What is expected: Leave every picture out. Set down all the lines below exactly.

========================================

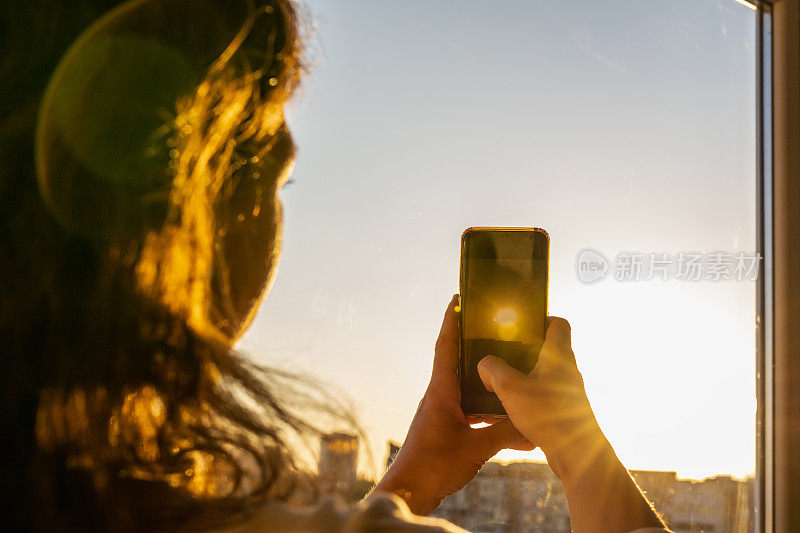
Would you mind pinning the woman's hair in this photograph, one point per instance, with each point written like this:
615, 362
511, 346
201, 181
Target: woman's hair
123, 405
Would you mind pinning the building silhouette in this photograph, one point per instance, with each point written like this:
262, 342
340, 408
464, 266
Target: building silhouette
528, 497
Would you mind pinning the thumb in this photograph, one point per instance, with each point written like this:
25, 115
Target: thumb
498, 377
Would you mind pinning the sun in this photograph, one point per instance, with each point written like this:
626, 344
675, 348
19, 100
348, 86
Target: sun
506, 317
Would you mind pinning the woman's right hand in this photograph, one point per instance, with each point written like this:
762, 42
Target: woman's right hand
549, 406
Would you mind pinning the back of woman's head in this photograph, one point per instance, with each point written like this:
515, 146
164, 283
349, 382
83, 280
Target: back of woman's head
141, 149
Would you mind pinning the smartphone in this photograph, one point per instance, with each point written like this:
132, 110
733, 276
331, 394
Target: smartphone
503, 288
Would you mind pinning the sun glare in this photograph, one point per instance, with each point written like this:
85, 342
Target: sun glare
505, 317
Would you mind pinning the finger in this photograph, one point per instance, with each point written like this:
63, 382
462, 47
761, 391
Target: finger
445, 359
524, 446
498, 377
558, 332
501, 435
557, 347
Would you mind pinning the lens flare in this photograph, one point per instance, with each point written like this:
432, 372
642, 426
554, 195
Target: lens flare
506, 317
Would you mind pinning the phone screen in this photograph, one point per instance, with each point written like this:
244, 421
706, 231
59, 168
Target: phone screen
503, 306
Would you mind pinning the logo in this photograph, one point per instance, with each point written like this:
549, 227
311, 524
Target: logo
592, 266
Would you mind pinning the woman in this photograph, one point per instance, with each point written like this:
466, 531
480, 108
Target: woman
143, 147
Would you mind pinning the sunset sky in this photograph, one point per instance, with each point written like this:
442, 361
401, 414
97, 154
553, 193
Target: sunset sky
616, 125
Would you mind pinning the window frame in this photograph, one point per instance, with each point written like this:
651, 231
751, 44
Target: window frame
778, 288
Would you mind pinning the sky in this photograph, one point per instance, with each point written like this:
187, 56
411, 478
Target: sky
618, 126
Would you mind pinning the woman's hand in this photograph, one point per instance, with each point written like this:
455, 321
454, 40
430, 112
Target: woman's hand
548, 406
442, 453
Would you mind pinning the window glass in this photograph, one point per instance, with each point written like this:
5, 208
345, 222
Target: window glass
624, 129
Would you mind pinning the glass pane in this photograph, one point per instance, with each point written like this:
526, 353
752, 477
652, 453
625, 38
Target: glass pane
620, 127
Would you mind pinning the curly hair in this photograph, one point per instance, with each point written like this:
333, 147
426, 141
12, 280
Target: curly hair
124, 404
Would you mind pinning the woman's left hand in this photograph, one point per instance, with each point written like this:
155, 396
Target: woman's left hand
441, 452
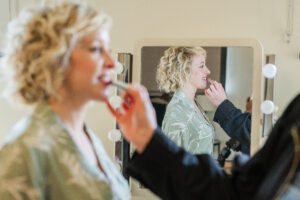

========================================

Answer section:
Would you mind pinning the woman's hair in this photograph, one point per instance, with each point written like this:
615, 362
511, 346
201, 181
Target: woman's hair
123, 405
Would you mind pinning the building silhouette in this photograph, one point per instance, with each point written like this:
262, 342
340, 408
464, 266
Target: building silhouette
528, 497
Would you mind pinning the thumb in this photograph, one point per instance, with each point written like this:
25, 115
Target: thumb
498, 377
Would you mind pinning the sun in this photograph, one point per instance, with each point written like this:
626, 344
675, 348
19, 100
348, 86
Target: sun
506, 317
Would you mind pinning the woman's right hand in this photograph, one point per instance, with each point written like this:
762, 42
Target: woman's right hand
549, 406
Would you mind pinning the back of woman's head in this photograph, one point per instance, with each point written like this:
515, 146
164, 283
349, 382
83, 280
Target: back of woman's head
141, 149
Would you mind pinning the smartphone in this photograph, one point per instance, with each point written like this:
132, 110
733, 276
331, 394
Target: smartphone
503, 288
Would you mind pinning the sun glare in this photograph, one point per instance, with each point written like this:
85, 342
Target: sun glare
505, 317
Would you mind pinning the finger in this photograph, one point per instance, with each point written like this:
63, 382
462, 47
761, 391
Target: finger
445, 359
524, 446
498, 377
558, 332
501, 435
557, 347
Would you mind pinning the lens flare in this photograph, one point per instance, with each point written like this:
432, 372
642, 426
554, 195
Target: lens flare
506, 317
Would you mind pinning the phone screen in this photograph, one point per instance, with each point written like this:
244, 421
706, 231
59, 168
Target: phone screen
503, 306
Would you mind pinning the logo in this photograph, one point per instance, with each point written like this:
549, 227
311, 524
Target: logo
592, 266
Would you mind pinning the woman in this photograph, one point per instance, with each point written like this:
466, 531
480, 108
Target: woman
143, 147
Would you mind pinning the sunset sky in this photograph, one point per instance, with each point written like this:
442, 361
401, 414
97, 154
553, 193
Target: sunset sky
616, 125
Would you mind pinning the window frame in this photograph, one point per instance, with each point written like this:
651, 231
751, 44
Target: window frame
778, 288
Would you mind pinning the sky in this photograph, one point per instance, with each point written like this:
187, 56
411, 478
Target: sky
618, 126
Would you mind pinning the woman's hand in this photograph, one point per instance, with each point written like this:
455, 321
454, 40
430, 112
Target: woman's hand
548, 406
442, 453
Would you mind pinning the window glass in this photograph, one point per instance, with each point written like this:
5, 208
345, 222
Target: window glass
624, 129
Would you mind pinning the glass pane in this photograph, one point per instance, with each point written like this:
526, 353
752, 477
652, 453
625, 38
Target: glass pane
620, 127
Would you mind pinning the curly hair in this photograph, one point per instance, with each point written like this:
333, 147
426, 141
12, 280
Target: curly hair
124, 404
Would you mind pinning the woman's left hand in this photograph, one point per instance, with each point written like this:
155, 396
Target: woman's left hand
441, 452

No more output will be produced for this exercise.